SUPPLIED MATERIAL below:

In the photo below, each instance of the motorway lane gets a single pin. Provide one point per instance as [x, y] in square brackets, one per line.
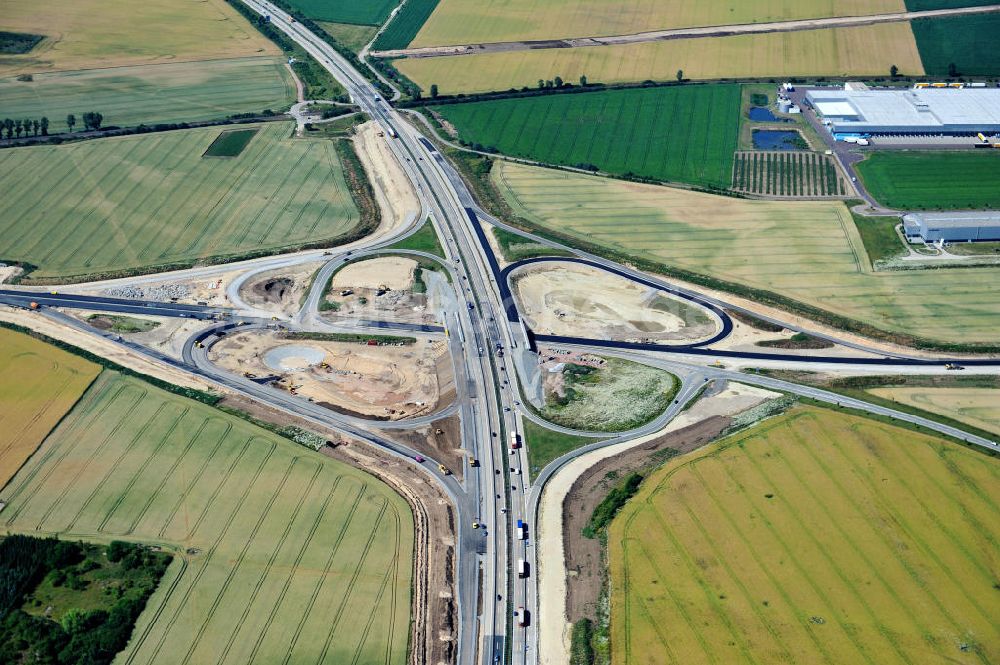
[24, 298]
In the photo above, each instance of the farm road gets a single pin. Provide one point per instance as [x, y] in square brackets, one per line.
[682, 33]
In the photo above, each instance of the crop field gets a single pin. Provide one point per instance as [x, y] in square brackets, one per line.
[684, 134]
[406, 25]
[967, 41]
[804, 250]
[858, 51]
[134, 202]
[972, 406]
[815, 537]
[83, 34]
[933, 180]
[284, 555]
[41, 383]
[792, 174]
[358, 12]
[230, 142]
[469, 21]
[150, 94]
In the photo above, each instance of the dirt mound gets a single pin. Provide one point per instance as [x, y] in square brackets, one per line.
[273, 290]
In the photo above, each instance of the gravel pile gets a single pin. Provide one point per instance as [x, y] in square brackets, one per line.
[159, 292]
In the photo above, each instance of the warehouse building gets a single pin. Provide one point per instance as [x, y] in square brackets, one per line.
[856, 109]
[932, 227]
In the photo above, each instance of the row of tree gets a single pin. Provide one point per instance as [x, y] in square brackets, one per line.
[10, 128]
[26, 127]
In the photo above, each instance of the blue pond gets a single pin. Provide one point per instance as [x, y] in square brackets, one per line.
[770, 139]
[761, 114]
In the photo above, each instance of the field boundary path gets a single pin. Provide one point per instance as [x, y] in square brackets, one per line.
[682, 33]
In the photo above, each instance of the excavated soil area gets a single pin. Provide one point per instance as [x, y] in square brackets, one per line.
[583, 555]
[560, 298]
[380, 382]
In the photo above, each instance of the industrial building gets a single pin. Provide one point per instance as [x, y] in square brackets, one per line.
[857, 109]
[932, 227]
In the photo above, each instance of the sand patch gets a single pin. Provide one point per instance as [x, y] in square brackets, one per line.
[571, 299]
[394, 272]
[382, 382]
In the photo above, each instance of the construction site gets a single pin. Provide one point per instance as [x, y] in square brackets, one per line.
[382, 380]
[562, 298]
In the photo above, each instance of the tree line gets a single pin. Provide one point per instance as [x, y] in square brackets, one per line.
[11, 128]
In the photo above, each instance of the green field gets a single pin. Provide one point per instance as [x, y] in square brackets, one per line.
[41, 384]
[408, 22]
[815, 537]
[787, 173]
[150, 94]
[933, 180]
[358, 12]
[684, 134]
[970, 42]
[806, 252]
[281, 554]
[230, 143]
[352, 36]
[132, 203]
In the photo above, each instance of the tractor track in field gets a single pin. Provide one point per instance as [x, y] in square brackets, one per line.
[669, 34]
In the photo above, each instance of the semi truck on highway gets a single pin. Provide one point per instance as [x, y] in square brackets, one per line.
[515, 441]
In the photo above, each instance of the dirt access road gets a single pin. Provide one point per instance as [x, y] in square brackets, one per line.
[681, 33]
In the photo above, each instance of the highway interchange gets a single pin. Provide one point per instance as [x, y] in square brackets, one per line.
[485, 320]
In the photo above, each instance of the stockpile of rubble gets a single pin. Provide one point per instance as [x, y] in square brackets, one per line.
[157, 292]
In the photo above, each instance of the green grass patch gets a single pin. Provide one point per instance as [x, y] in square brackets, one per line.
[121, 324]
[271, 532]
[611, 504]
[151, 94]
[924, 5]
[16, 43]
[617, 396]
[933, 180]
[230, 143]
[423, 239]
[359, 338]
[401, 31]
[967, 42]
[545, 445]
[683, 133]
[169, 207]
[879, 235]
[516, 247]
[71, 602]
[581, 650]
[352, 36]
[358, 12]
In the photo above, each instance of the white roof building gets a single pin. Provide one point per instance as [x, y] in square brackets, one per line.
[913, 111]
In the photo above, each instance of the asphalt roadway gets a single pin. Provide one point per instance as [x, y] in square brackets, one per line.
[484, 323]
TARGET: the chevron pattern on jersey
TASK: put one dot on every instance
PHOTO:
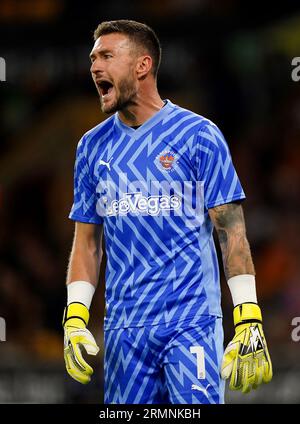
(154, 364)
(162, 267)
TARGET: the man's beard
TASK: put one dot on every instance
(126, 97)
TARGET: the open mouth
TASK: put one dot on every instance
(105, 87)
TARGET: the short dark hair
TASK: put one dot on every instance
(141, 34)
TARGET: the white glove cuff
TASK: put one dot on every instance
(80, 291)
(242, 288)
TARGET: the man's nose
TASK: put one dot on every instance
(96, 66)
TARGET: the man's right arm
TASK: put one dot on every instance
(82, 279)
(86, 253)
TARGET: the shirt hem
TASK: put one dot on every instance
(113, 326)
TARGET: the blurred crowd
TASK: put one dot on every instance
(238, 76)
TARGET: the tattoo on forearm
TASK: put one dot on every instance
(230, 225)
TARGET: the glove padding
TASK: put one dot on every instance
(77, 337)
(246, 359)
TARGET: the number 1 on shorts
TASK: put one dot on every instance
(199, 351)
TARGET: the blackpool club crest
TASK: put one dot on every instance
(166, 160)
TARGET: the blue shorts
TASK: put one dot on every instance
(175, 363)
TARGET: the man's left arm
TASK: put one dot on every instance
(246, 360)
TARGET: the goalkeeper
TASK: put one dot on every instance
(163, 331)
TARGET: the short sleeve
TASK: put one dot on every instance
(85, 197)
(215, 168)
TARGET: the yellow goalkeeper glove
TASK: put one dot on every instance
(246, 359)
(76, 337)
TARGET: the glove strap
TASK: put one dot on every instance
(245, 313)
(77, 311)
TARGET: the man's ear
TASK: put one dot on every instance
(143, 66)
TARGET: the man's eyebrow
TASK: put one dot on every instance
(100, 52)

End of SUPPLIED MATERIAL.

**WORK INSTRUCTION:**
Looking at the records above, which lines contain "goalkeeper"? Copy those lines.

**YOUR RESPONSE:**
TARGET: the goalkeeper
TARGET: the yellow goalkeeper glove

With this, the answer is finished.